Document section:
"""
After losing more than 3% of its value after releasing its first-quarter earnings last month, shares in The Macerich Co. have rebounded.
Still, the price per share since the start of the year was down 5% as of June 5, when it closed at $10.27. The stock closed at $10.84 on Jan. 3.
On May 4, the Santa Monica shopping mall owner reported a net loss of $58.7 million (27 cents a share) for the quarter ending March 31, compared with a net loss of $37.2 million (17 cents) in the same period the previous year. Revenue decreased by a fraction of a percent to $215 million.
Investors reacted to the news by driving the stock price down from $10.07 on May 3 to $9.76 the following day, a loss of nearly 3.1%.
The share price closed at $11.10 on June 8.
But as investor website Zacks.com put it, while Macerich has underperformed the market this year, the question that comes to investors’ minds is what’s next for the stock.
While conceding there are no easy answers, Zacks did point to “one reliable measure” that could help investors address this: the company’s funds from operations, or FFO, outlook.
“Not only does this include current consensus FFO expectations for the coming quarter(s), but also how these expectations have changed lately,” Zacks said.
Prior to last month’s earning release, the estimate revisions for Macerich were mixed, the site continued. And while the magnitude and direction of the estimate revisions could change, the current status translates into Zacks putting a hold rating on the stock.
“So, the shares are expected to perform in line with the market in the near future,” according to Zacks.
A pair of analysts also put a hold rating on Macerich shares.
Truist Securities Inc.’s Ki Bin Kim noted in a research report from May 4 that the real estate company hadn’t changed its 2023 guidance on FFO and kept it at $1.80, “which implies -8% (year over year) growth and compares to our estimate of $1.82 and the Street’s $1.80.”
"""
Prompt 1: Rewrite the Macerich share-price article starting with "After losing more" and going on through "of nearly 3.1%.", replacing "shopping mall owner" with "retail property owner".
Prompt 2: Carry on the article about Macerich's stock performance from the point at which it stops.

Stored items
"""
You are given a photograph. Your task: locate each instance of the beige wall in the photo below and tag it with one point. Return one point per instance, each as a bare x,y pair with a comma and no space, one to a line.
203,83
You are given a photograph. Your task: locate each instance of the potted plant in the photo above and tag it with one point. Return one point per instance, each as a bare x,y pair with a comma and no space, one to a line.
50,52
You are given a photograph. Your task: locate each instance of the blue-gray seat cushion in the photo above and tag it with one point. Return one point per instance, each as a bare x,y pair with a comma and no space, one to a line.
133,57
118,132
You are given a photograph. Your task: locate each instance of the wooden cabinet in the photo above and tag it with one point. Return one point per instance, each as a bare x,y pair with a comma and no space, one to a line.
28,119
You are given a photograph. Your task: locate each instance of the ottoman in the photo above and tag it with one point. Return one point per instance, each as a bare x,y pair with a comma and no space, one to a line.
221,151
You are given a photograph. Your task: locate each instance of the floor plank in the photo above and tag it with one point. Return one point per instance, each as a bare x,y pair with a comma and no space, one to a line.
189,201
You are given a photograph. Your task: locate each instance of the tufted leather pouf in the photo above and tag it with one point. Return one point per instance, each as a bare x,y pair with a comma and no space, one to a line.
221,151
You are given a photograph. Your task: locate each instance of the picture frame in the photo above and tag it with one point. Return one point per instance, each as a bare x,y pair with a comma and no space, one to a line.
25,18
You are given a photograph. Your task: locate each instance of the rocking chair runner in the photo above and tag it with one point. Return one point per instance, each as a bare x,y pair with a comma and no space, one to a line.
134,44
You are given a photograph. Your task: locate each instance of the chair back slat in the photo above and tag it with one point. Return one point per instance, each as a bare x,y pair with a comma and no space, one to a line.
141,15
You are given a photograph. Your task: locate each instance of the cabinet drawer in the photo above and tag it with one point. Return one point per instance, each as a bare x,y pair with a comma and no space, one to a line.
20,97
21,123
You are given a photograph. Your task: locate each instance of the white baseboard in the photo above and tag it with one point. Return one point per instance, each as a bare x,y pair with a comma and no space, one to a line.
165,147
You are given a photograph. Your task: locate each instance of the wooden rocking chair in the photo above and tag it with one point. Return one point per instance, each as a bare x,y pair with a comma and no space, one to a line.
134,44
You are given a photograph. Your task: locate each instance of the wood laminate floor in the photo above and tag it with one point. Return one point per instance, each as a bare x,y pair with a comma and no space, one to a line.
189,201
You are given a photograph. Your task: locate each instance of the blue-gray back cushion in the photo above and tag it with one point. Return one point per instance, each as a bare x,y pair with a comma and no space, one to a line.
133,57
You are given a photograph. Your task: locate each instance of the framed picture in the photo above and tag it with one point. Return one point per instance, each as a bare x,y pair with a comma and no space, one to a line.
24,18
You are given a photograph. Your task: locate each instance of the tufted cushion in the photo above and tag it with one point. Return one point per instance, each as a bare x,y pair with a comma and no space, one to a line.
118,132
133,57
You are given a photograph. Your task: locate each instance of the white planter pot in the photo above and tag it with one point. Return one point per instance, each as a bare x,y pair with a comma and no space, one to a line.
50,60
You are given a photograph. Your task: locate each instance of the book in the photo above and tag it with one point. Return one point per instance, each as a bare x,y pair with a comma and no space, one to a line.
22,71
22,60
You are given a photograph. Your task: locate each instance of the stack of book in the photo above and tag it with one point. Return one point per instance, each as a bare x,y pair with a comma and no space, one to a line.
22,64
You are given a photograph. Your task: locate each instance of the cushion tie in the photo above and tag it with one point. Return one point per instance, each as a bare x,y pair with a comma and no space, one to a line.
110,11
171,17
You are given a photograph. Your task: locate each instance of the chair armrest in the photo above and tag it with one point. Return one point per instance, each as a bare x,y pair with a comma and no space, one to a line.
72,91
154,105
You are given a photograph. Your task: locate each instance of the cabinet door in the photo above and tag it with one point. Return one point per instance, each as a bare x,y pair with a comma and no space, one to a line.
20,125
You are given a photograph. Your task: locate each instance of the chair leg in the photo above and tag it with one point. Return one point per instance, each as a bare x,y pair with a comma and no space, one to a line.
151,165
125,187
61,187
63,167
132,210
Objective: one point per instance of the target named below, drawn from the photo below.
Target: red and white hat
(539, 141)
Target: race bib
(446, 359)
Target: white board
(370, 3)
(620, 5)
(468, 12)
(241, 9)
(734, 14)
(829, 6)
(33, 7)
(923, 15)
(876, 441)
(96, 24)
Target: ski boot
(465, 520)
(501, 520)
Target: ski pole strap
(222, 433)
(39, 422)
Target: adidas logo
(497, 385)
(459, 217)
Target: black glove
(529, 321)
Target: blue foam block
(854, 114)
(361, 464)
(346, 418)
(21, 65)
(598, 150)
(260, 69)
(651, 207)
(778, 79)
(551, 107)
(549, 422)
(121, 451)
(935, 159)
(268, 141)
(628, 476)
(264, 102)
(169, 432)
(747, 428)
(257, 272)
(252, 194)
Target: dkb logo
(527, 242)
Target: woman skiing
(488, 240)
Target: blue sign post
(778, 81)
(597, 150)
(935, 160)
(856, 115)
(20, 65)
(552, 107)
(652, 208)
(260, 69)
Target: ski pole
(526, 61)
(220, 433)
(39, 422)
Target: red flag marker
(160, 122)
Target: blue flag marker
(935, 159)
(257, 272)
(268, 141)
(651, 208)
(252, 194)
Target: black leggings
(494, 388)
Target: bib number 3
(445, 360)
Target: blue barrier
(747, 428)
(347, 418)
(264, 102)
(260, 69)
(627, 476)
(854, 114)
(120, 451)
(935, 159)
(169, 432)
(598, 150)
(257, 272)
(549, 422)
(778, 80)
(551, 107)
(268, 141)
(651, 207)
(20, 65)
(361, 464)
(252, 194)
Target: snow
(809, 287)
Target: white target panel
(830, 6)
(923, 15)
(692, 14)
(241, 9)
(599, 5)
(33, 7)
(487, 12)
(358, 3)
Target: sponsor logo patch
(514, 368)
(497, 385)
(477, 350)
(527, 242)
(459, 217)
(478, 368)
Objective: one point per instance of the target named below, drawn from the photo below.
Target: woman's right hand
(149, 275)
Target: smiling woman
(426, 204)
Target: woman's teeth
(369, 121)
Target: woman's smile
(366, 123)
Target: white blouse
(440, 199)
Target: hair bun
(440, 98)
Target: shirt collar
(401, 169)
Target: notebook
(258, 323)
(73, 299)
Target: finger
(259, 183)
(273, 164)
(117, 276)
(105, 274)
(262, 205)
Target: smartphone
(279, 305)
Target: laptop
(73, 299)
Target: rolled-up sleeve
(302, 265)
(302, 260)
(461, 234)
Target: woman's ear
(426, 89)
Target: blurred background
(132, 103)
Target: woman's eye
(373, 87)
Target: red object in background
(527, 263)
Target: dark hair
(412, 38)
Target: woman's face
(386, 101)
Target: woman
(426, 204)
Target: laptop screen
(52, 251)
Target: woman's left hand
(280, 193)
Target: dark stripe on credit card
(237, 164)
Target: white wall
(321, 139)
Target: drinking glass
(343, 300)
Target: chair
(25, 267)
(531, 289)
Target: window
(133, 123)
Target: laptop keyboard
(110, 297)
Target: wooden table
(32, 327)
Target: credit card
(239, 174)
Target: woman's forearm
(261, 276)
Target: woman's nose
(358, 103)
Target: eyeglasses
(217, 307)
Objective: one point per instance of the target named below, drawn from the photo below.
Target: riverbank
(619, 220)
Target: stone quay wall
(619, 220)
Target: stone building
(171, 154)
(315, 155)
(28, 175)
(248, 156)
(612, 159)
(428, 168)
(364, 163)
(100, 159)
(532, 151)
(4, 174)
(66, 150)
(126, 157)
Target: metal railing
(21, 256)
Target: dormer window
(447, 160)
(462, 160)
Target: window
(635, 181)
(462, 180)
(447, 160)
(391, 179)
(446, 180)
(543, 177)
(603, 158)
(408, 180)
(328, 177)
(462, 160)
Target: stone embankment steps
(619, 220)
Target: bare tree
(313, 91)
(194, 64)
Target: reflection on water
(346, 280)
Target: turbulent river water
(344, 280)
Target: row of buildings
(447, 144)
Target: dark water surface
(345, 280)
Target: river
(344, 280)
"""
Output 1:
After losing more than 3% of its value after releasing its first-quarter earnings last month, shares in The Macerich Co. have rebounded.
Still, the price per share since the start of the year was down 5% as of June 5, when it closed at $10.27. The stock closed at $10.84 on Jan. 3.
On May 4, the Santa Monica retail property owner reported a net loss of $58.7 million (27 cents a share) for the quarter ending March 31, compared with a net loss of $37.2 million (17 cents) in the same period the previous year. Revenue decreased by a fraction of a percent to $215 million.
Investors reacted to the news by driving the stock price down from $10.07 on May 3 to $9.76 the following day, a loss of nearly 3.1%.

Output 2:
Linda Tsai, a New York-based equity analyst with Jefferies LLC, said in a research report from May 4 that the company’s Q1 results were mixed. Stil,l she put a hold rating and a $10 target price on the stock.
Her target was derived from a dividend discount model, she said.
“Upside risks include material improvement in leverage, accelerating leasing volumes, and material improvement in annualized base rent,” Tsai said. “Downside risks include tenant failure, slower than expected occupancy improvements, and reduced pricing power.”
During a call with analysts to discuss the first-quarter financials, Macerich Chief Executive Thomas O’Hern said that the leasing environment was a good one so far this year.
The leasing interest continues to come from a wide range of retail and hospitality categories, including health and fitness, food and beverage, entertainment, sports, co-working, hotels and multi-family projects, O’Hern added.
“Interest continues at levels we’ve never seen before. Bankruptcies continued to be at a record low,” O’Hern said. “We continue to expect gains in occupancy throughout the year and net operating income as we progress through 2023.”